* **Task to carry out**: Once you have read the data below, write it all out exactly.

[Source records]
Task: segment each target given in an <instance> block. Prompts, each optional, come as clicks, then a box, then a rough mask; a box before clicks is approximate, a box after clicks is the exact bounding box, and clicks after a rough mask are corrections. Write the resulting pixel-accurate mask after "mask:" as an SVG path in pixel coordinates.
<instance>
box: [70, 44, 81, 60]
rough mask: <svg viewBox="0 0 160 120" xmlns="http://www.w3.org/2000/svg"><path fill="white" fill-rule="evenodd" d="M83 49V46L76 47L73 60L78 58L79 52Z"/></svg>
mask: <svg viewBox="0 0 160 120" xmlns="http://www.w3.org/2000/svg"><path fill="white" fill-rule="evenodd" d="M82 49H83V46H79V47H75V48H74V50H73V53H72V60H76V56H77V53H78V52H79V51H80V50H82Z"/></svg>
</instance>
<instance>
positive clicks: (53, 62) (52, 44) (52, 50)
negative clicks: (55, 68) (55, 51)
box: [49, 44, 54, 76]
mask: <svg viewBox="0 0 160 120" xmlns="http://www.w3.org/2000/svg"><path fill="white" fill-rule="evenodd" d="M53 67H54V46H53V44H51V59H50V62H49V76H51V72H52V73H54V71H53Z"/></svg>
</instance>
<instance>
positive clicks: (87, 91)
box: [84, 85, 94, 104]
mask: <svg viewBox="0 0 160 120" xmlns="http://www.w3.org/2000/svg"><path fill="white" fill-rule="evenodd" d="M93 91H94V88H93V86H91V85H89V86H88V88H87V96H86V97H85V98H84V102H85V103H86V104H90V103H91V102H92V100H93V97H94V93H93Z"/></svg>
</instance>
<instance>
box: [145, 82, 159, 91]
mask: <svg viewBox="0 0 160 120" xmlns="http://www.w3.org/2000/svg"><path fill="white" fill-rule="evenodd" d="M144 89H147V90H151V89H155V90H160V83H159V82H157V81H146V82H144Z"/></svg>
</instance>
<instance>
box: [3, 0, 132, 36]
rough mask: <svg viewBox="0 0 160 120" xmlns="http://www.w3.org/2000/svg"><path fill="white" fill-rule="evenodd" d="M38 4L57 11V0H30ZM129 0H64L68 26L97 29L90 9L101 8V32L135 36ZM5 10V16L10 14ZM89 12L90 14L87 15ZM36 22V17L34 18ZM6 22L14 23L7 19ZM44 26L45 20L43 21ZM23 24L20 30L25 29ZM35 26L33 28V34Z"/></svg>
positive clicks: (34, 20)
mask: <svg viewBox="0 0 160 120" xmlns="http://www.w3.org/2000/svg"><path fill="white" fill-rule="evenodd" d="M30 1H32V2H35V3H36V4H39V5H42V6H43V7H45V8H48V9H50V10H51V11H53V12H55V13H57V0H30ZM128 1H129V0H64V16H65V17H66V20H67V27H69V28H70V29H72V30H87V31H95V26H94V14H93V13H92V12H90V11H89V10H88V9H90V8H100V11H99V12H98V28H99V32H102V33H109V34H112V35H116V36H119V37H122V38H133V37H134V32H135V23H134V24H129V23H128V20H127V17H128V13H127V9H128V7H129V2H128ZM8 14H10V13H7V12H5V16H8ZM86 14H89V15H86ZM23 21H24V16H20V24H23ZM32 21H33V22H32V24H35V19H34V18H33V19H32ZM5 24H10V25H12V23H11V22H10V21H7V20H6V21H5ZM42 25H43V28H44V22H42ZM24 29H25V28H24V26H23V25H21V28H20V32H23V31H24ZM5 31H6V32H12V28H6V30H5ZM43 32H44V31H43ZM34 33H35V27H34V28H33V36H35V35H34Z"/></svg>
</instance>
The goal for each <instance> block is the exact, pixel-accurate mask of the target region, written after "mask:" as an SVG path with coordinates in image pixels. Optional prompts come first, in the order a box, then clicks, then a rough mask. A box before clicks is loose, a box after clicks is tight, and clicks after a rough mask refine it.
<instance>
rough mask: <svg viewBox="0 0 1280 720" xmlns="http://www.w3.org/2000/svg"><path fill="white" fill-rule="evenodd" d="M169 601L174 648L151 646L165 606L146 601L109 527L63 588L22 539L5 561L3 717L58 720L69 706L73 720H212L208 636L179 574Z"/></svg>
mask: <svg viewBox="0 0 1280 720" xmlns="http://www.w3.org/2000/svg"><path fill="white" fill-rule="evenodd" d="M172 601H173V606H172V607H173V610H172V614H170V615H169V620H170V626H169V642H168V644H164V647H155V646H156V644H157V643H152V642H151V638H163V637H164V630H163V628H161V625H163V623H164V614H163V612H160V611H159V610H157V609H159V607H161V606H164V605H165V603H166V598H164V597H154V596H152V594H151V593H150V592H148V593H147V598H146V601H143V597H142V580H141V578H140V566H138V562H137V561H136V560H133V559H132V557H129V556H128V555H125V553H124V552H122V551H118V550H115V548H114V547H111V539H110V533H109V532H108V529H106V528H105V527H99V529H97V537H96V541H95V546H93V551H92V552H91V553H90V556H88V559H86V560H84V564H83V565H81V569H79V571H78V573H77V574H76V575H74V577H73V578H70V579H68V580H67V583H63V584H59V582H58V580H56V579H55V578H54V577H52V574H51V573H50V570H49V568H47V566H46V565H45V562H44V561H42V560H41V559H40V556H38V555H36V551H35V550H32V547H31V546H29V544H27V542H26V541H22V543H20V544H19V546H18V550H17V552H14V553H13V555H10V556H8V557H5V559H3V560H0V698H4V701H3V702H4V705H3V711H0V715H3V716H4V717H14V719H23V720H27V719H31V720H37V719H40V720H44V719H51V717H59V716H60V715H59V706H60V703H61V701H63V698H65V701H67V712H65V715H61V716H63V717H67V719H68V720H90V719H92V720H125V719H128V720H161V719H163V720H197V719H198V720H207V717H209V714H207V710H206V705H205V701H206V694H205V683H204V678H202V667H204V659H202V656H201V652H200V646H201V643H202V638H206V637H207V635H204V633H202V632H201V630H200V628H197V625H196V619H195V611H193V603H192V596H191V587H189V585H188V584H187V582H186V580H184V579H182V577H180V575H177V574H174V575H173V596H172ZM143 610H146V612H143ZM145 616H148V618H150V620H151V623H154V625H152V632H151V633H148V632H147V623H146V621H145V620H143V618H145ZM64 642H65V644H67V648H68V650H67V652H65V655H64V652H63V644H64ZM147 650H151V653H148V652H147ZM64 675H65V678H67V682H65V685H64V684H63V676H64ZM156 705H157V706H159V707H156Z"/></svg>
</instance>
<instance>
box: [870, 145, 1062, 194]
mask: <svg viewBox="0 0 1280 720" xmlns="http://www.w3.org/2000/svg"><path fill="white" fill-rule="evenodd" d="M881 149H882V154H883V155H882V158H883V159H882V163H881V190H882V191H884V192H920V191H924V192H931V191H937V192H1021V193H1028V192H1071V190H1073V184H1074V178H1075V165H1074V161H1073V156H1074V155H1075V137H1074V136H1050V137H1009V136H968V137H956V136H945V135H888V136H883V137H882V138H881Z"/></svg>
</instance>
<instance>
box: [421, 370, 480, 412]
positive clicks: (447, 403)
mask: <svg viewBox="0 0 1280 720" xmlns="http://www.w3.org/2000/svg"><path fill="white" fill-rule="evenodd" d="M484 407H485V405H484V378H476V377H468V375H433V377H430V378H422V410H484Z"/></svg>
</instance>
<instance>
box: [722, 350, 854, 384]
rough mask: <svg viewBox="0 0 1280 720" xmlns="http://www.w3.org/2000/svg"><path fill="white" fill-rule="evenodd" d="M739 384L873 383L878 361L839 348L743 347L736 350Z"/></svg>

* **Response**:
Task: segment each target given in an <instance> block. Prompts, each optional, come as clicks, then a box, then a rough mask; a box before clicks is approximate, a box after clicks is the exact bounding box, and clicks after a rough mask are corrections. Write the resulting pixel-accurate mask after "mask:" as an SVG path in pixel coordinates.
<instance>
box: [70, 44, 81, 60]
rough mask: <svg viewBox="0 0 160 120" xmlns="http://www.w3.org/2000/svg"><path fill="white" fill-rule="evenodd" d="M83 49V46L76 47L73 60L78 58L79 52Z"/></svg>
mask: <svg viewBox="0 0 160 120" xmlns="http://www.w3.org/2000/svg"><path fill="white" fill-rule="evenodd" d="M82 49H83V46H79V47H75V48H74V50H73V53H72V60H76V56H77V53H78V52H79V51H80V50H82Z"/></svg>
</instance>
<instance>
positive clicks: (53, 62) (52, 44) (52, 50)
negative clicks: (55, 68) (55, 51)
box: [49, 44, 54, 76]
mask: <svg viewBox="0 0 160 120" xmlns="http://www.w3.org/2000/svg"><path fill="white" fill-rule="evenodd" d="M53 67H54V46H53V44H51V59H50V62H49V76H51V72H52V73H54V71H53Z"/></svg>
</instance>
<instance>
positive clicks: (87, 91)
box: [84, 85, 94, 104]
mask: <svg viewBox="0 0 160 120" xmlns="http://www.w3.org/2000/svg"><path fill="white" fill-rule="evenodd" d="M93 91H94V88H93V86H91V85H89V86H88V88H87V96H86V97H85V98H84V102H85V103H86V104H90V103H91V102H92V100H93V97H94V93H93Z"/></svg>
</instance>
<instance>
box: [145, 82, 159, 91]
mask: <svg viewBox="0 0 160 120" xmlns="http://www.w3.org/2000/svg"><path fill="white" fill-rule="evenodd" d="M144 89H147V90H151V89H155V90H160V83H159V82H157V81H146V82H144Z"/></svg>
</instance>
<instance>
box: [3, 0, 132, 36]
rough mask: <svg viewBox="0 0 160 120" xmlns="http://www.w3.org/2000/svg"><path fill="white" fill-rule="evenodd" d="M38 4L57 11V0H30ZM129 0H64L68 26L97 29L90 9L101 8V32L135 36ZM5 10V16L10 14ZM89 12L90 14L87 15ZM36 22V17L34 18ZM6 22L14 23L7 19ZM44 26L45 20L43 21ZM23 24L20 30L25 29ZM35 26L33 28V34Z"/></svg>
positive clicks: (34, 20)
mask: <svg viewBox="0 0 160 120" xmlns="http://www.w3.org/2000/svg"><path fill="white" fill-rule="evenodd" d="M30 1H32V2H35V3H36V4H39V5H42V6H43V7H45V8H48V9H50V10H51V11H53V12H55V13H57V0H30ZM128 1H129V0H64V16H65V17H66V20H67V27H69V28H70V29H72V30H87V31H95V26H94V14H93V13H92V12H90V11H89V10H88V9H90V8H100V11H99V12H98V28H99V32H102V33H109V34H112V35H116V36H119V37H122V38H133V37H134V32H135V23H134V24H129V23H128V20H127V17H128V13H127V9H128V7H129V2H128ZM8 14H10V13H7V12H5V16H8ZM86 14H89V15H86ZM23 21H24V16H20V24H23ZM32 21H33V22H32V24H35V19H34V18H33V19H32ZM5 24H10V25H12V23H11V22H10V21H7V20H6V21H5ZM42 25H43V28H44V22H42ZM24 29H25V28H24V26H23V25H21V28H20V32H23V31H24ZM5 31H6V32H12V28H6V30H5ZM43 32H44V31H43ZM34 33H35V27H34V28H33V36H35V35H34Z"/></svg>
</instance>
The goal for each <instance> block is the exact, pixel-accurate mask of the target region, written after "mask:" as an SVG path with coordinates in image pixels. Optional prompts come first, in the order a box, then clicks, then a rough mask. A box before clicks is loose, a box after clicks is tight, and clicks after a rough mask refine it.
<instance>
rough mask: <svg viewBox="0 0 1280 720" xmlns="http://www.w3.org/2000/svg"><path fill="white" fill-rule="evenodd" d="M169 601L174 648L151 646L165 606L146 601L109 527L63 588L22 539L5 561L3 717L58 720L69 706L73 720H212L208 636L179 574Z"/></svg>
mask: <svg viewBox="0 0 1280 720" xmlns="http://www.w3.org/2000/svg"><path fill="white" fill-rule="evenodd" d="M172 601H173V606H172V607H173V610H172V614H170V615H169V620H170V626H169V642H168V644H164V647H155V646H156V644H157V643H152V642H151V638H163V637H164V630H163V628H161V625H163V623H164V614H163V612H160V611H159V610H157V609H159V607H161V606H164V605H165V603H166V598H164V597H154V596H152V594H151V593H150V592H148V593H147V598H146V601H143V597H142V580H141V578H140V566H138V562H137V561H136V560H133V559H132V557H129V556H128V555H125V553H124V552H122V551H118V550H115V548H114V547H111V539H110V533H109V532H108V529H106V528H105V527H99V529H97V537H96V541H95V546H93V551H92V552H91V553H90V556H88V559H86V560H84V564H83V565H81V569H79V571H78V573H77V574H76V575H74V577H73V578H70V579H68V580H67V583H63V584H59V582H58V580H56V579H55V578H54V577H52V574H51V573H50V570H49V568H47V566H46V565H45V562H44V561H42V560H41V559H40V556H38V555H36V551H35V550H32V547H31V546H29V544H27V542H26V541H22V543H20V544H19V546H18V550H17V552H14V553H13V555H10V556H8V557H5V559H3V560H0V698H4V701H3V702H4V705H3V711H0V715H3V716H4V717H14V719H23V720H27V719H31V720H37V719H40V720H44V719H51V717H59V716H60V715H59V706H60V703H61V701H63V698H65V701H67V712H65V715H61V716H63V717H67V719H68V720H90V719H92V720H125V719H128V720H161V719H163V720H197V719H198V720H207V717H209V714H207V710H206V705H205V701H206V694H205V683H204V678H202V667H204V659H202V656H201V652H200V646H201V643H202V638H206V637H207V635H204V633H202V632H201V630H200V628H197V625H196V619H195V611H193V603H192V596H191V587H189V585H188V584H187V582H186V580H184V579H182V577H180V575H177V574H174V575H173V596H172ZM143 610H146V612H143ZM145 616H148V618H150V620H151V623H154V625H152V632H151V633H148V632H147V623H146V621H145V620H143V618H145ZM64 642H65V644H67V648H68V650H67V652H65V655H64V652H63V644H64ZM147 650H151V653H148V652H147ZM64 675H65V678H67V682H65V685H64V684H63V676H64ZM156 705H157V706H159V707H156Z"/></svg>
</instance>
<instance>
box: [870, 145, 1062, 194]
mask: <svg viewBox="0 0 1280 720" xmlns="http://www.w3.org/2000/svg"><path fill="white" fill-rule="evenodd" d="M881 149H882V154H883V155H882V158H883V159H882V163H881V190H882V191H884V192H920V191H924V192H931V191H937V192H1021V193H1028V192H1071V190H1073V184H1074V178H1075V165H1074V161H1073V156H1074V155H1075V137H1074V136H1050V137H1009V136H968V137H956V136H945V135H888V136H883V137H882V138H881Z"/></svg>
</instance>
<instance>
box: [421, 370, 480, 412]
positive clicks: (447, 403)
mask: <svg viewBox="0 0 1280 720" xmlns="http://www.w3.org/2000/svg"><path fill="white" fill-rule="evenodd" d="M484 407H485V405H484V378H476V377H468V375H433V377H430V378H422V410H484Z"/></svg>
</instance>
<instance>
box: [722, 350, 854, 384]
rough mask: <svg viewBox="0 0 1280 720" xmlns="http://www.w3.org/2000/svg"><path fill="white" fill-rule="evenodd" d="M739 384L873 383L878 361L839 348L743 347L736 350Z"/></svg>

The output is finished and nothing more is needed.